§ Written task A
In the entries below, take the lines from the one with "Locate every weed" up to and including the one with "360, 1195, 373]]", and set them out as a numbered list with blank lines left out.

§ Reading passage
Do you remember the white foam core design school project and how it turned from inspired formulation into discarded elements? [See note seven] That might have been grace on a breeze.

Perhaps we all need to hold expectations just so, so that we might fall through dualities successfully.

As all children know nothing separates one culture from another or one living creature from another. Only in our insistence in dualities and our indoctrination by them do we lose the actually quite porous boundary between the light and the dark, the new and the old, the skilled and the novice, the believing and the disbelieving. We can include the good and the evil and even the knowing that the duality doesn’t exist and the insistence against all odds that it does.


Duality Exercise#1: Favorite Dualities


Make a list of favorite dualities. Include any already transcended and the one’s that feel most stubborn. Let them stand. They can probably be arranged in order of seeming rigidity. Proceed by coming up with ways that set up a continuum between one extreme and the other for some of them. Now search for a perspective that approaches the line of that continuum from a different angle or direction. Consider playfully dissolving the persistent polarities. Jot down ideas and then imagine converting them into behaviors. Write down the dualities in order to see them in a different light. Write them around the page rather than on the line and runwordstogether and bre akt hemat u nusu alpo in tsso the ym akeo the rwords. We add a layer of transformation intentionally in order to capture a new perspective. We want to push our construct toward a novel discovery. We are just documenting several favorite dualities. We let them be understood.

§ Written task B
Carry on the piece about dualities from the point where it stops.

Bounding box data excerpts
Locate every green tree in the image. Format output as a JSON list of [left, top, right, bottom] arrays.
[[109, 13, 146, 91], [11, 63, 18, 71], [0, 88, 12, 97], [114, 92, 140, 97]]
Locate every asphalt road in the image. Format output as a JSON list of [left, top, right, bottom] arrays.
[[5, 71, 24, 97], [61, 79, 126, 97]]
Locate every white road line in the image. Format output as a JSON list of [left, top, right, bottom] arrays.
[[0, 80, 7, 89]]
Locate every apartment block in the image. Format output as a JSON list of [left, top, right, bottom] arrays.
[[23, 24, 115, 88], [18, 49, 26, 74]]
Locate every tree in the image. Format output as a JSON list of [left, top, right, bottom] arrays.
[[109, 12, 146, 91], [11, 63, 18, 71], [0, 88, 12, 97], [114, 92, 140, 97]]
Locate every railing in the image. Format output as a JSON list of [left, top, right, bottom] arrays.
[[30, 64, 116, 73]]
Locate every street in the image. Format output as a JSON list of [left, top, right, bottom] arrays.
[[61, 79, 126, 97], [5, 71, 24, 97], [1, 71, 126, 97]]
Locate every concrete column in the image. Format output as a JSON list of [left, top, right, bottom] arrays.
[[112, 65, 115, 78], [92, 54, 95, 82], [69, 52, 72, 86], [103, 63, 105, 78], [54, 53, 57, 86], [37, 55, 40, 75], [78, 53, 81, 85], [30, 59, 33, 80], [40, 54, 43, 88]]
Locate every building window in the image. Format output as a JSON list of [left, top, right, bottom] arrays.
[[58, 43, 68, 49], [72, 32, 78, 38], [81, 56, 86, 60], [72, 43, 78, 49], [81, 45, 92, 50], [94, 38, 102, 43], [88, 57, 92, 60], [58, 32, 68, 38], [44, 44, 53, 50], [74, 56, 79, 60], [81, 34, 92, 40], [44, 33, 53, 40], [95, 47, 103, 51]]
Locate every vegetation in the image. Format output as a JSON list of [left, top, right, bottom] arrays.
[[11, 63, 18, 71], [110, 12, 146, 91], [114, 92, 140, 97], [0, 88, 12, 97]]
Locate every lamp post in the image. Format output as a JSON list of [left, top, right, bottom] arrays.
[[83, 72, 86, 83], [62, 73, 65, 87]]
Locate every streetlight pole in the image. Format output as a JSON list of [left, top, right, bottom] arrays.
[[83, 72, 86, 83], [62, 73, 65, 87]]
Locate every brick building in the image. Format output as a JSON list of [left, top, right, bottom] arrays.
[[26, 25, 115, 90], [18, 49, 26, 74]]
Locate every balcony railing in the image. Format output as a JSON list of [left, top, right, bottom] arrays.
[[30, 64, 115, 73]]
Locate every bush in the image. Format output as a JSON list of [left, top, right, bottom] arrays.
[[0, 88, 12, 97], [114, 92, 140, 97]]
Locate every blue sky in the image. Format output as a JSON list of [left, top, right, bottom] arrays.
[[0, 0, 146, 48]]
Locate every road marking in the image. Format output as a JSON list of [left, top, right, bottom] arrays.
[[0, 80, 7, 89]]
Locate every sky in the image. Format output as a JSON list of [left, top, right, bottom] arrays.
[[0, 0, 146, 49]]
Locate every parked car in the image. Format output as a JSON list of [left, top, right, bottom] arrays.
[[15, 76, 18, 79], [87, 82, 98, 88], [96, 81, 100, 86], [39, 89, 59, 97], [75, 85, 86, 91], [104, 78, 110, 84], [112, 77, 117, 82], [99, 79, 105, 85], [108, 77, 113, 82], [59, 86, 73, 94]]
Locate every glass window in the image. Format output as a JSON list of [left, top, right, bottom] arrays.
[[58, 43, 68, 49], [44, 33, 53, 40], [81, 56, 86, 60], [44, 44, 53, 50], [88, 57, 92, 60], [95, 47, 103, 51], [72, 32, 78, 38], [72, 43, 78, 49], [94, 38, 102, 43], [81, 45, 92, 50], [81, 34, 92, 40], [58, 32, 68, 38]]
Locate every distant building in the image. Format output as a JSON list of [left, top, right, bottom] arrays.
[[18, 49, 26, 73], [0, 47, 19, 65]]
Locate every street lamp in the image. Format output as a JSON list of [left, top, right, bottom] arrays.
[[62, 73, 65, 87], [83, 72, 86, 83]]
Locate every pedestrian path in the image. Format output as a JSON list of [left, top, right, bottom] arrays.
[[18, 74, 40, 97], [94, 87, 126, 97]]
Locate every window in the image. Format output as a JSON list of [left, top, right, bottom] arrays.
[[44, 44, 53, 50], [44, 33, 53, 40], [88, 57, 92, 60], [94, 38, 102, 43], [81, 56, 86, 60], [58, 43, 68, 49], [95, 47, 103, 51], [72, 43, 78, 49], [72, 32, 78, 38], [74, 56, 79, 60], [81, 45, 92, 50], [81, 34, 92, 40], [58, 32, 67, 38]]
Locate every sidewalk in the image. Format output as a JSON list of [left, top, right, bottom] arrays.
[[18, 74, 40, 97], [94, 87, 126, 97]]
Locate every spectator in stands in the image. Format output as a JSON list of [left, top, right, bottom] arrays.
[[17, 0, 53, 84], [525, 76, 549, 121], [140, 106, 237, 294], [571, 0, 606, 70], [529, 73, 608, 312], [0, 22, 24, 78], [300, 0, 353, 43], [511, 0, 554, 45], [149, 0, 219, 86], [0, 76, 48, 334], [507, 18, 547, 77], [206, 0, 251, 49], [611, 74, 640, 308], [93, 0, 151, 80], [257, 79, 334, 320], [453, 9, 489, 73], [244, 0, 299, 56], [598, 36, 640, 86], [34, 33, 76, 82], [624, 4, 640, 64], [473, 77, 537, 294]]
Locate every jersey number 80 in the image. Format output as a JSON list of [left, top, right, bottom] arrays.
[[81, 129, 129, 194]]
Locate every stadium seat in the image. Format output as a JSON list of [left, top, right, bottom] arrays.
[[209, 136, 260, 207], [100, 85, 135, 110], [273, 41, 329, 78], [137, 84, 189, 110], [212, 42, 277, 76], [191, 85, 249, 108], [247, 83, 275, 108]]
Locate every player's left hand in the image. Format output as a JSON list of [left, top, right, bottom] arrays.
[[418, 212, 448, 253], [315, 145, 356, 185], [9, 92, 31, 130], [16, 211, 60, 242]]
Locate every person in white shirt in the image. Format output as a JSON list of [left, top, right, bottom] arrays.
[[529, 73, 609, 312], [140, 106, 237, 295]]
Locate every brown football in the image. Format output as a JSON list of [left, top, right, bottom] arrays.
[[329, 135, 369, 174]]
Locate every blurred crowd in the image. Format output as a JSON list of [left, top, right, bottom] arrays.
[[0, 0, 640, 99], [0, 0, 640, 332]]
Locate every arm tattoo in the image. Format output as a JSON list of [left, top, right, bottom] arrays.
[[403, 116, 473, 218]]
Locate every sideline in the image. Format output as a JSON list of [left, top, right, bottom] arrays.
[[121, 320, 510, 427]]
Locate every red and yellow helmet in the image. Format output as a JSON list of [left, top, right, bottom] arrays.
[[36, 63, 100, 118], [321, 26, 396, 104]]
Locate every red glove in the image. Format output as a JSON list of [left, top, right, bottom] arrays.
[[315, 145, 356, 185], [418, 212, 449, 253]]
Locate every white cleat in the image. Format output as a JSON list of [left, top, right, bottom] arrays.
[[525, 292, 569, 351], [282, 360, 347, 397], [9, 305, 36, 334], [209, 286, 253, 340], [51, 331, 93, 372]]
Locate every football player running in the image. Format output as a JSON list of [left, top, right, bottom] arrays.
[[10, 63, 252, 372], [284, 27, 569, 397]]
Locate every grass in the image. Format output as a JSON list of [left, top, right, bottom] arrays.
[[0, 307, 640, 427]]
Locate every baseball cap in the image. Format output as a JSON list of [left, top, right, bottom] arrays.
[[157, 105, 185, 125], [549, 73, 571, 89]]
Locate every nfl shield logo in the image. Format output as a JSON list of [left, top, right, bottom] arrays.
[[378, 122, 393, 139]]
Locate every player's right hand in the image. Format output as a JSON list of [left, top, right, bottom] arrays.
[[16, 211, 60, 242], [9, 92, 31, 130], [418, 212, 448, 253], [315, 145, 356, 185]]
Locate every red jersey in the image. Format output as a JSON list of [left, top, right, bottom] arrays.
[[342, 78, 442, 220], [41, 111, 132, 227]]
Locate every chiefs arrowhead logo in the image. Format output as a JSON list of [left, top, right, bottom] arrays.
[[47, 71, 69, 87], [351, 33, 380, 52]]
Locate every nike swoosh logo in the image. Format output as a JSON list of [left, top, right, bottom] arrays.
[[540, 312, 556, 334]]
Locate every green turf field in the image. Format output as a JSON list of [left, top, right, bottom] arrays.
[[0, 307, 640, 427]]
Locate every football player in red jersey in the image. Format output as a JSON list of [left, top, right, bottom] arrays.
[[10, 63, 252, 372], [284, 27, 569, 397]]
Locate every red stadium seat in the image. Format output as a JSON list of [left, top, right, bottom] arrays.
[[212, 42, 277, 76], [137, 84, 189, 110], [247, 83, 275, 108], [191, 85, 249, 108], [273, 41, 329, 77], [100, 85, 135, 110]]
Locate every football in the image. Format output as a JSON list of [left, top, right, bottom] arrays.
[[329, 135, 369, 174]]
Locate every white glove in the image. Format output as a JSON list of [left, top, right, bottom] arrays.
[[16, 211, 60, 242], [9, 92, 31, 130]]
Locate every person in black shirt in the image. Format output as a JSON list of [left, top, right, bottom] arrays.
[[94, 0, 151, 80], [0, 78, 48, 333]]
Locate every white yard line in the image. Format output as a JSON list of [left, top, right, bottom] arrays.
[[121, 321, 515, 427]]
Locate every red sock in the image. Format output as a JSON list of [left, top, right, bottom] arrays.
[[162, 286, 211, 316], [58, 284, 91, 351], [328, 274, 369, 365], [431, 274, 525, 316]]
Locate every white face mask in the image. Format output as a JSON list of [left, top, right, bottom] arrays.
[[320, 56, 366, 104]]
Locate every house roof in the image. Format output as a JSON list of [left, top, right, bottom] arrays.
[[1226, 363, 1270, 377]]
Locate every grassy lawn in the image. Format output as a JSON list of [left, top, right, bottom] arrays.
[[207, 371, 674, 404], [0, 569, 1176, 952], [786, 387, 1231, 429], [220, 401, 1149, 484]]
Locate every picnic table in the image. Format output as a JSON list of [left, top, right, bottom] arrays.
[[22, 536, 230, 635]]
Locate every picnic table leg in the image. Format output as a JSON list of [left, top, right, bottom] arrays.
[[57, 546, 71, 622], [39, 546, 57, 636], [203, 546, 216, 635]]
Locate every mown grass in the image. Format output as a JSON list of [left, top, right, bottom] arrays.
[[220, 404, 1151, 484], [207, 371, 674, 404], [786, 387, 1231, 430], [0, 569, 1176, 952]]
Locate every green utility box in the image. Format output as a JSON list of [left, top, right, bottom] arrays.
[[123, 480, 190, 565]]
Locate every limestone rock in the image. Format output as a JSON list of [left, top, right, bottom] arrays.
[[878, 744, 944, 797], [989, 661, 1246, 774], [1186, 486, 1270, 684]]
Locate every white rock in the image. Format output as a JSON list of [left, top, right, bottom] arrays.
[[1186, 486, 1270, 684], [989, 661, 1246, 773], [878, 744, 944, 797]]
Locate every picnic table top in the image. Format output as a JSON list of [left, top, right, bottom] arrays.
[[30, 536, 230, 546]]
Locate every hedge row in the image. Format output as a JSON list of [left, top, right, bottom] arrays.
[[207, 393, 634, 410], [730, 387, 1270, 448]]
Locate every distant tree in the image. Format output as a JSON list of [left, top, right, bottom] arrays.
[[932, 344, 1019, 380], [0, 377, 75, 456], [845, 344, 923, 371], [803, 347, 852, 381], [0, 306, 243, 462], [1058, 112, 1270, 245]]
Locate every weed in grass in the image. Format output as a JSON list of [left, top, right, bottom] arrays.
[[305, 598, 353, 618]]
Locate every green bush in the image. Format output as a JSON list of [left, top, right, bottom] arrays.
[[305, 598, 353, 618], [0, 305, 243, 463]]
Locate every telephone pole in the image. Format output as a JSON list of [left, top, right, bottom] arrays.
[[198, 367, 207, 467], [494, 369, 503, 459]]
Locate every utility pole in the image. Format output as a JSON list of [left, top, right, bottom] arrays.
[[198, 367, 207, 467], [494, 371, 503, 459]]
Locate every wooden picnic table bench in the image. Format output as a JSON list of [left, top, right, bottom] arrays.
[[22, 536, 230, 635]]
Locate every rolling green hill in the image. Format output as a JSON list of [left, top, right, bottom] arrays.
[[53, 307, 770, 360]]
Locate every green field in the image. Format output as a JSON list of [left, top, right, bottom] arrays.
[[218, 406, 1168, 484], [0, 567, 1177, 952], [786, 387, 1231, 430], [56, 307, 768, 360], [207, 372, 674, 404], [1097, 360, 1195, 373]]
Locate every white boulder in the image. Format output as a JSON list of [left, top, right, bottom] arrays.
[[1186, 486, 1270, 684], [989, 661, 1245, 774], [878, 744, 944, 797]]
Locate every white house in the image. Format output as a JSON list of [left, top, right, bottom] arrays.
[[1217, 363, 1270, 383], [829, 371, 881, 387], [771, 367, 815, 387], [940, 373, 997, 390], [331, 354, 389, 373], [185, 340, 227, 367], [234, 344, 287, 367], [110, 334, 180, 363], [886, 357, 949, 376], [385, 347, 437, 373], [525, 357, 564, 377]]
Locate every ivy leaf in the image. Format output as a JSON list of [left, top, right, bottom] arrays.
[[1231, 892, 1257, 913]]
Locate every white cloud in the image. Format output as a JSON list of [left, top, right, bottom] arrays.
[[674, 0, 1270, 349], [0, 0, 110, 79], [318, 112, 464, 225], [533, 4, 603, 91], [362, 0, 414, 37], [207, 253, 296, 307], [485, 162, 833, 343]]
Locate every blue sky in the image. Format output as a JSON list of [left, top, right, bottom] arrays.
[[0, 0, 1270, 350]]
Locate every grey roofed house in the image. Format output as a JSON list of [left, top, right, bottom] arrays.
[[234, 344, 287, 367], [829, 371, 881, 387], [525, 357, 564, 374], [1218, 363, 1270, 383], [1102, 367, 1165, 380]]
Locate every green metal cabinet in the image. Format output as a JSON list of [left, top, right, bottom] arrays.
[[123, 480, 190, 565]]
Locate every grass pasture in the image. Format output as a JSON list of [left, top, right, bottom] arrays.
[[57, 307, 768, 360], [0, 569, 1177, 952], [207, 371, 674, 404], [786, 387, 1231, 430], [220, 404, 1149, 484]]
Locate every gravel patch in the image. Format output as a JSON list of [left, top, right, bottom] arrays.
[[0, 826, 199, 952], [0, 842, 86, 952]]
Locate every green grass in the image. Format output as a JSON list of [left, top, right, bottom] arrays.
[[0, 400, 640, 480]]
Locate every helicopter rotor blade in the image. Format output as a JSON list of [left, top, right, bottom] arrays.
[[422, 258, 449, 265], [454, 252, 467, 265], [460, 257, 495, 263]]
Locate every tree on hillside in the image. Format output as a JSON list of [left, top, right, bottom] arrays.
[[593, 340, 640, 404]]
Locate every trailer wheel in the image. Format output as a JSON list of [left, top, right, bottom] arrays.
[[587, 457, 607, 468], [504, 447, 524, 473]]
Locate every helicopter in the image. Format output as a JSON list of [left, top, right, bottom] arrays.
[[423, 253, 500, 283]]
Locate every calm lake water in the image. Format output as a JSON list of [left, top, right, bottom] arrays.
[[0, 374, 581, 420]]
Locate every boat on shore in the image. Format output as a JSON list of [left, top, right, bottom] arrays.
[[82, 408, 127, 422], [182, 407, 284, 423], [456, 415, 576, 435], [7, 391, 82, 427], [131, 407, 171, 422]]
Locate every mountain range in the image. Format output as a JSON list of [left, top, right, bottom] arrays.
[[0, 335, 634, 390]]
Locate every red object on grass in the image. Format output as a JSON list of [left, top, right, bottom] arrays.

§ Reply A
1. Locate every weed in grass in the image. Format output as a JSON list of [left, top, right, bottom] arrays.
2. [[305, 598, 353, 618]]
3. Locate every green bush in the image. Format output as a JSON list of [left, top, right, bottom] arrays.
4. [[305, 598, 353, 618], [0, 305, 243, 463]]
5. Locate every telephone pole in the image. Format output as a JSON list of [left, top, right, bottom] arrays.
6. [[198, 367, 207, 467], [494, 369, 503, 459]]
7. Locate every utility pole in the image. Format output as a JSON list of [left, top, right, bottom] arrays.
8. [[198, 367, 207, 467], [494, 371, 503, 459]]
9. Locate every wooden picnic table bench in the image. Format output as a JSON list of [left, top, right, bottom] arrays.
10. [[22, 536, 230, 635]]
11. Locate every rolling green hill in the image. Format output as a JSON list of [left, top, right, bottom] arrays.
12. [[53, 307, 770, 360]]
13. Locate every green field in the image. Format output as a JSON list of [left, top, right, bottom] arrays.
14. [[218, 406, 1168, 484], [0, 567, 1177, 952], [786, 387, 1231, 430], [56, 307, 768, 360], [207, 372, 674, 404], [1097, 360, 1195, 373]]

§ Reply B
At this point in the transcription of my original text, I came to the end of the pages in the composition notebook. I wasn’t done. Almost without thinking I flipped the notebook over and began writing my way back through the book in reverse. During the original writing, this moment opened a potential space that up to the point of recognition had remained unavailable to me. Although I didn’t actually write my way back through the text; none-the-less in a way, I wrote backwards while proceeding forward. Although no actual edge existed at the end of the composition book, I had written to the end and then playfully found a way to continue. It reminded me of letters I had seen where the text appears first in one direction then another and rarely on a diagonal. In play we frequently go right up to the edge of what we expect before we can perceive what happens next. This requires a profound sense of trust in our own ability to come to the wall and pass through it. In the example given, I could feel the disappointment mounting that I would run out of room before I finished what I wanted to write. The feeling seemed less interesting than the curiosity about what I would do next. The duality of there being not enough room and there being plenty of room to continue teased and comforted me. Elegant solutions develop to most perceived problems, if we just turn our heads, hearts, minds, bodies, spirit, and soul in a helpful orientation, letting our perception reassert itself. We release a few dualities in the process.